• WHAT IS EXPECTED: All lines in the records that carry the string "minaret" are to be shown.

• RECORDED INFORMATION:

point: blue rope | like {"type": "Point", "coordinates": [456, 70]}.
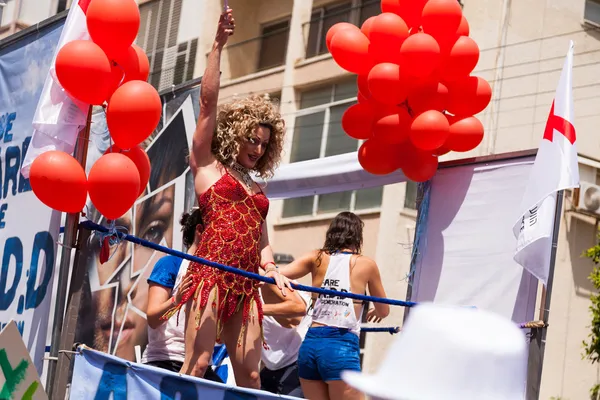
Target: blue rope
{"type": "Point", "coordinates": [133, 239]}
{"type": "Point", "coordinates": [391, 330]}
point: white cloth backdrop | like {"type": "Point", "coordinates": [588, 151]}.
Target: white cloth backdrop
{"type": "Point", "coordinates": [466, 254]}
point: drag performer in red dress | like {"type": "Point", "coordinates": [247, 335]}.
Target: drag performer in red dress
{"type": "Point", "coordinates": [230, 141]}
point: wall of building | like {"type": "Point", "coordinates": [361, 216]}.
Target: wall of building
{"type": "Point", "coordinates": [523, 44]}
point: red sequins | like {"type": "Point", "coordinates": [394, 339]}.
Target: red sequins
{"type": "Point", "coordinates": [233, 221]}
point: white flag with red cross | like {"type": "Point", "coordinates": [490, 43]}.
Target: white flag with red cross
{"type": "Point", "coordinates": [555, 169]}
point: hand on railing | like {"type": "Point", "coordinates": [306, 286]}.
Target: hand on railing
{"type": "Point", "coordinates": [225, 28]}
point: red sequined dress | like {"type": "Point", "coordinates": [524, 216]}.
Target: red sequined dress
{"type": "Point", "coordinates": [233, 221]}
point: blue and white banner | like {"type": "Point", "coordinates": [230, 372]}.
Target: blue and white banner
{"type": "Point", "coordinates": [28, 229]}
{"type": "Point", "coordinates": [101, 376]}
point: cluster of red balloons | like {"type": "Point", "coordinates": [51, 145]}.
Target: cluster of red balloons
{"type": "Point", "coordinates": [108, 70]}
{"type": "Point", "coordinates": [416, 97]}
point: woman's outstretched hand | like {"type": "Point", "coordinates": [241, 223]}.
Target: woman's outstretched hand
{"type": "Point", "coordinates": [281, 281]}
{"type": "Point", "coordinates": [225, 28]}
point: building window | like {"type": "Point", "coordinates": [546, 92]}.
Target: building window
{"type": "Point", "coordinates": [318, 133]}
{"type": "Point", "coordinates": [323, 18]}
{"type": "Point", "coordinates": [171, 63]}
{"type": "Point", "coordinates": [591, 12]}
{"type": "Point", "coordinates": [273, 47]}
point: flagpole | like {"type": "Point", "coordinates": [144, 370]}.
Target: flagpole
{"type": "Point", "coordinates": [537, 345]}
{"type": "Point", "coordinates": [69, 243]}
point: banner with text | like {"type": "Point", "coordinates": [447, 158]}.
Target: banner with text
{"type": "Point", "coordinates": [100, 376]}
{"type": "Point", "coordinates": [28, 229]}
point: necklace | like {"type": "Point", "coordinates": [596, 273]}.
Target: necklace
{"type": "Point", "coordinates": [244, 175]}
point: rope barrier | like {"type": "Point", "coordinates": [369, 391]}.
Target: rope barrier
{"type": "Point", "coordinates": [133, 239]}
{"type": "Point", "coordinates": [391, 330]}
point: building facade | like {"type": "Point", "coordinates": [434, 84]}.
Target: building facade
{"type": "Point", "coordinates": [279, 48]}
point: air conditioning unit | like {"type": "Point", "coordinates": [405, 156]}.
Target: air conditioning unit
{"type": "Point", "coordinates": [589, 198]}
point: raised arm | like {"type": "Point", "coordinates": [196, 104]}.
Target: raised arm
{"type": "Point", "coordinates": [161, 299]}
{"type": "Point", "coordinates": [209, 96]}
{"type": "Point", "coordinates": [277, 305]}
{"type": "Point", "coordinates": [380, 310]}
{"type": "Point", "coordinates": [267, 262]}
{"type": "Point", "coordinates": [300, 267]}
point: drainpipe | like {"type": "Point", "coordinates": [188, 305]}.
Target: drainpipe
{"type": "Point", "coordinates": [492, 118]}
{"type": "Point", "coordinates": [16, 14]}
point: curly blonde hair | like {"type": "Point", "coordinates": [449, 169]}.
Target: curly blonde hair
{"type": "Point", "coordinates": [237, 121]}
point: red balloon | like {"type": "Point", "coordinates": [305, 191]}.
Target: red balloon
{"type": "Point", "coordinates": [385, 84]}
{"type": "Point", "coordinates": [394, 128]}
{"type": "Point", "coordinates": [340, 26]}
{"type": "Point", "coordinates": [113, 25]}
{"type": "Point", "coordinates": [84, 71]}
{"type": "Point", "coordinates": [461, 60]}
{"type": "Point", "coordinates": [420, 167]}
{"type": "Point", "coordinates": [350, 50]}
{"type": "Point", "coordinates": [468, 96]}
{"type": "Point", "coordinates": [366, 27]}
{"type": "Point", "coordinates": [388, 32]}
{"type": "Point", "coordinates": [429, 130]}
{"type": "Point", "coordinates": [114, 185]}
{"type": "Point", "coordinates": [465, 134]}
{"type": "Point", "coordinates": [59, 181]}
{"type": "Point", "coordinates": [463, 28]}
{"type": "Point", "coordinates": [141, 161]}
{"type": "Point", "coordinates": [409, 10]}
{"type": "Point", "coordinates": [357, 121]}
{"type": "Point", "coordinates": [378, 158]}
{"type": "Point", "coordinates": [441, 18]}
{"type": "Point", "coordinates": [133, 113]}
{"type": "Point", "coordinates": [135, 64]}
{"type": "Point", "coordinates": [429, 96]}
{"type": "Point", "coordinates": [420, 55]}
{"type": "Point", "coordinates": [362, 82]}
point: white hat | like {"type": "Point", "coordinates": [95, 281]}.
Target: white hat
{"type": "Point", "coordinates": [450, 353]}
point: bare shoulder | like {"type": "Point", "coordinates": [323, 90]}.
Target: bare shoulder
{"type": "Point", "coordinates": [365, 264]}
{"type": "Point", "coordinates": [365, 261]}
{"type": "Point", "coordinates": [206, 176]}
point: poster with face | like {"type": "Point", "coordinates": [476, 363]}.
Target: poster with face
{"type": "Point", "coordinates": [112, 316]}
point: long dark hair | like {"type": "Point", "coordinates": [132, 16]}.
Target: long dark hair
{"type": "Point", "coordinates": [189, 222]}
{"type": "Point", "coordinates": [345, 232]}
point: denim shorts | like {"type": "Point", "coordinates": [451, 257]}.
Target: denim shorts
{"type": "Point", "coordinates": [327, 351]}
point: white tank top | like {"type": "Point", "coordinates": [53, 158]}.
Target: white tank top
{"type": "Point", "coordinates": [333, 310]}
{"type": "Point", "coordinates": [167, 342]}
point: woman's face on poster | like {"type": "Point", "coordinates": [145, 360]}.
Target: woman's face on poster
{"type": "Point", "coordinates": [121, 322]}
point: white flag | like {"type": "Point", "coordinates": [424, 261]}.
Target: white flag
{"type": "Point", "coordinates": [58, 118]}
{"type": "Point", "coordinates": [555, 169]}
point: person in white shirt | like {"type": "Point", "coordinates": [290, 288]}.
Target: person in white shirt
{"type": "Point", "coordinates": [284, 326]}
{"type": "Point", "coordinates": [166, 342]}
{"type": "Point", "coordinates": [331, 344]}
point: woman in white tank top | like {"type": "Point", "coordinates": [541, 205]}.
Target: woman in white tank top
{"type": "Point", "coordinates": [331, 344]}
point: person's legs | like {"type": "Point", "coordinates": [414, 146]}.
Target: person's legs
{"type": "Point", "coordinates": [199, 343]}
{"type": "Point", "coordinates": [211, 375]}
{"type": "Point", "coordinates": [245, 354]}
{"type": "Point", "coordinates": [337, 350]}
{"type": "Point", "coordinates": [339, 390]}
{"type": "Point", "coordinates": [314, 390]}
{"type": "Point", "coordinates": [281, 381]}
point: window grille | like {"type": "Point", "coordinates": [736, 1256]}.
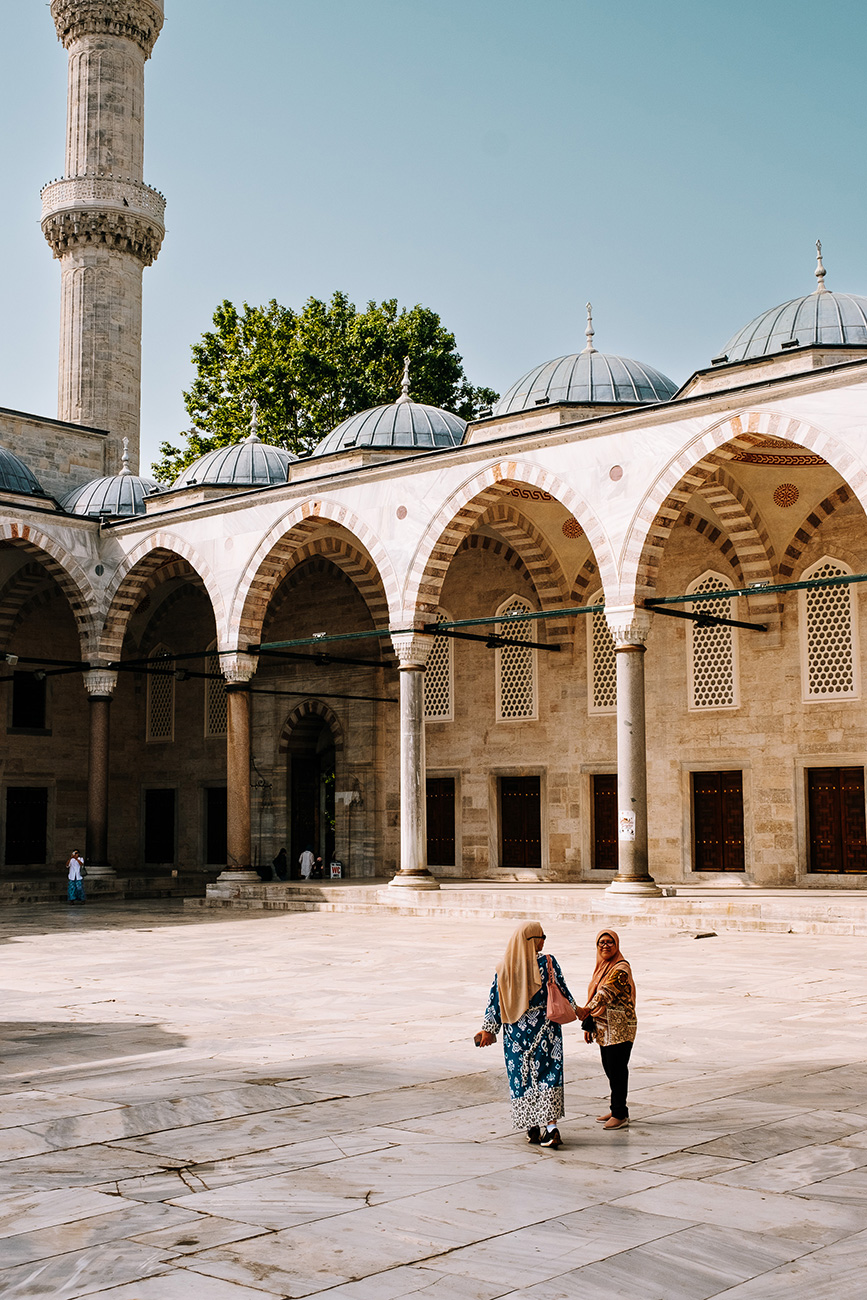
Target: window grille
{"type": "Point", "coordinates": [712, 650]}
{"type": "Point", "coordinates": [515, 664]}
{"type": "Point", "coordinates": [438, 676]}
{"type": "Point", "coordinates": [602, 663]}
{"type": "Point", "coordinates": [828, 631]}
{"type": "Point", "coordinates": [160, 697]}
{"type": "Point", "coordinates": [215, 696]}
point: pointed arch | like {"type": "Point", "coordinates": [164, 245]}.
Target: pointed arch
{"type": "Point", "coordinates": [310, 529]}
{"type": "Point", "coordinates": [702, 460]}
{"type": "Point", "coordinates": [463, 511]}
{"type": "Point", "coordinates": [66, 572]}
{"type": "Point", "coordinates": [150, 563]}
{"type": "Point", "coordinates": [809, 528]}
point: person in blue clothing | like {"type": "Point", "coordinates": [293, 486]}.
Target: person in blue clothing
{"type": "Point", "coordinates": [532, 1044]}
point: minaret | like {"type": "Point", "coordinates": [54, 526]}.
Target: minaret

• ANSWER TO THE EXERCISE:
point: minaret | like {"type": "Point", "coordinates": [54, 526]}.
Target: minaret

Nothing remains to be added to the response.